ARTICLE:
# Legal-BERT GDPR: Training, Evaluation, and Inference

This notebook helps you:
- Inspect the dataset
- Train (or reuse an existing) Legal-BERT 3-way classifier
- Evaluate and visualize results
- Run quick inference examples

Notes:
- Make sure your virtual environment is active before running.
- For RTX 50xx GPUs on Windows, we installed torch 2.9.0+cu128 earlier.
- If you hit an fp16 scaler error ("Attempting to unscale FP16 gradients"), we disable fp16 by default here.

In [None]:
# Environment check
import sys, platform
print('PYTHON:', sys.executable)
print('VERSION:', platform.python_version())
try:
    import torch
    print('TORCH:', torch.__version__, '| CUDA:', getattr(torch.version, 'cuda', None), '| CUDA_AVAILABLE:', torch.cuda.is_available())
    if torch.cuda.is_available():
        print('CUDA_DEVICE:', torch.cuda.get_device_name(0))
except Exception as e:
    print('Torch import error:', e)

In [None]:
# Config
from pathlib import Path
DATA_PATH = Path('training/gdpr_final_training_dataset.csv')

EXERCISES:
1. Reproduce a passage of the Legal-BERT notebook word for word, beginning at the words "This notebook helps" and stopping after the words "by default here.".
2. Carry on the Legal-BERT notebook from the point where it currently ends.

RECORDED DATA:
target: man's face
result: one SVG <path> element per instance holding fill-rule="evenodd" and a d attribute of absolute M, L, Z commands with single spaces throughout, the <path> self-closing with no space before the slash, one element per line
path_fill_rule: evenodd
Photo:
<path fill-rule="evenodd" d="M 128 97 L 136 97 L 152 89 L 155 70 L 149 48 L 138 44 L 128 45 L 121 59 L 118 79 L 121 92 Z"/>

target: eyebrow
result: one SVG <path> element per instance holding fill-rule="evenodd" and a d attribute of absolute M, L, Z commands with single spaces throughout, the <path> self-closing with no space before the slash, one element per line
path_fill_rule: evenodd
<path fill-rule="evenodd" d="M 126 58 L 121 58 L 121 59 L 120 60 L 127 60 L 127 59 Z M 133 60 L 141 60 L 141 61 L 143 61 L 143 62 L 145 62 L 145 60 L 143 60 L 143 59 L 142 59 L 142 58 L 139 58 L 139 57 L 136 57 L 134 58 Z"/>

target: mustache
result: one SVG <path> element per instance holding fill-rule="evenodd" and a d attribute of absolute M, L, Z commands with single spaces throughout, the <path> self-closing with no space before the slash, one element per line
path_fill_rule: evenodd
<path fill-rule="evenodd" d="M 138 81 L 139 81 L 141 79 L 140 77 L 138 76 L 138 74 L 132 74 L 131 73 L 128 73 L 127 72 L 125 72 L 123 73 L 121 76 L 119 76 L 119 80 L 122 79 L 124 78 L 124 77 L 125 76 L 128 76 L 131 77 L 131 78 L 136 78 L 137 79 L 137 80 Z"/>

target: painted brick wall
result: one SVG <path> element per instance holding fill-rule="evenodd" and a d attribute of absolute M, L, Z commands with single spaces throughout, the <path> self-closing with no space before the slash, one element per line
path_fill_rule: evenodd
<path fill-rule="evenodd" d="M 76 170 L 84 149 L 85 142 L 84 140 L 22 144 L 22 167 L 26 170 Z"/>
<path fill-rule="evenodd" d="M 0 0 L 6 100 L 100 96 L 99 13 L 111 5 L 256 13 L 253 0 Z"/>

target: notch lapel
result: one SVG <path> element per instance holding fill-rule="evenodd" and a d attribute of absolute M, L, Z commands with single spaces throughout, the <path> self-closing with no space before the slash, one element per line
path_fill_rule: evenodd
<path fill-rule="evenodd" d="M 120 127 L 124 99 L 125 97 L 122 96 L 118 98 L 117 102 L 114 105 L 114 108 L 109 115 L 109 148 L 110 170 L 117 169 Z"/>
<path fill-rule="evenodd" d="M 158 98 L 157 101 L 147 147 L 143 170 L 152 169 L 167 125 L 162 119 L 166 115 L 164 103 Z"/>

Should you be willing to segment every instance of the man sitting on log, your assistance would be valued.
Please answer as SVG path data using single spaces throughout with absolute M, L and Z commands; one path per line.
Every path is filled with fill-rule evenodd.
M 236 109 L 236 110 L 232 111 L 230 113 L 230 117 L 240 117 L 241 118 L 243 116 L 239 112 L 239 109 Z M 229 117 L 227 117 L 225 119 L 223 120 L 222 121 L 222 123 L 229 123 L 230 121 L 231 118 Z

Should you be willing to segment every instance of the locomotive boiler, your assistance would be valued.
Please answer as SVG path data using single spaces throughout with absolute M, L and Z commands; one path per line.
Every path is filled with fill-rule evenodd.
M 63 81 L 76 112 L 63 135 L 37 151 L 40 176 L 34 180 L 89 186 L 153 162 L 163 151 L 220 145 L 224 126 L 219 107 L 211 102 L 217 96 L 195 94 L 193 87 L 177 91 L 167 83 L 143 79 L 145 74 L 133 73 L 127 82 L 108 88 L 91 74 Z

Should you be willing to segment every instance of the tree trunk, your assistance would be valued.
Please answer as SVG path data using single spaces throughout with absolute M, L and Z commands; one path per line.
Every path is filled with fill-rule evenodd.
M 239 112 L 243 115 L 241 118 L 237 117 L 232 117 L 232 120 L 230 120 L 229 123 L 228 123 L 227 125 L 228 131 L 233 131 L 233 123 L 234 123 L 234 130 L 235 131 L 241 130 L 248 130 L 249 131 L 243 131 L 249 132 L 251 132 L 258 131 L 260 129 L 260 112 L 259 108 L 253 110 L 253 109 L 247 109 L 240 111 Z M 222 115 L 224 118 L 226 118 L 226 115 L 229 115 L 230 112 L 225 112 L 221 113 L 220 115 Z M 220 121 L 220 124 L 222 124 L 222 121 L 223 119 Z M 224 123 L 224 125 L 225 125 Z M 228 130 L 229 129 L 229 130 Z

ANSWERS TO THE TASKS:
1.
This notebook helps you:
- Inspect the dataset
- Train (or reuse an existing) Legal-BERT 3-way classifier
- Evaluate and visualize results
- Run quick inference examples

Notes:
- Make sure your virtual environment is active before running.
- For RTX 50xx GPUs on Windows, we installed torch 2.9.0+cu128 earlier.
- If you hit an fp16 scaler error ("Attempting to unscale FP16 gradients"), we disable fp16 by default here.

2.
MODEL_NAME = 'nlpaueb/legal-bert-base-uncased'
OUTPUT_DIR = Path('training/models/legalbert_3way')
EPOCHS = 4
BATCH_SIZE = 8
LR = 2e-5
MAX_LENGTH = 256
SEED = 42
USE_FP16 = False  # disable to avoid GradScaler error observed

OUTPUT_DIR.mkdir(parents=True, exist_ok=True)
print('DATA_PATH=', DATA_PATH.resolve())
print('OUTPUT_DIR=', OUTPUT_DIR.resolve())

In [None]:
# Dataset summary
import json
import pandas as pd
df = pd.read_csv(DATA_PATH)
print('Rows:', len(df))
print('Columns:', list(df.columns))
print('Label counts:', df['label'].value_counts().to_dict())
df.head(3)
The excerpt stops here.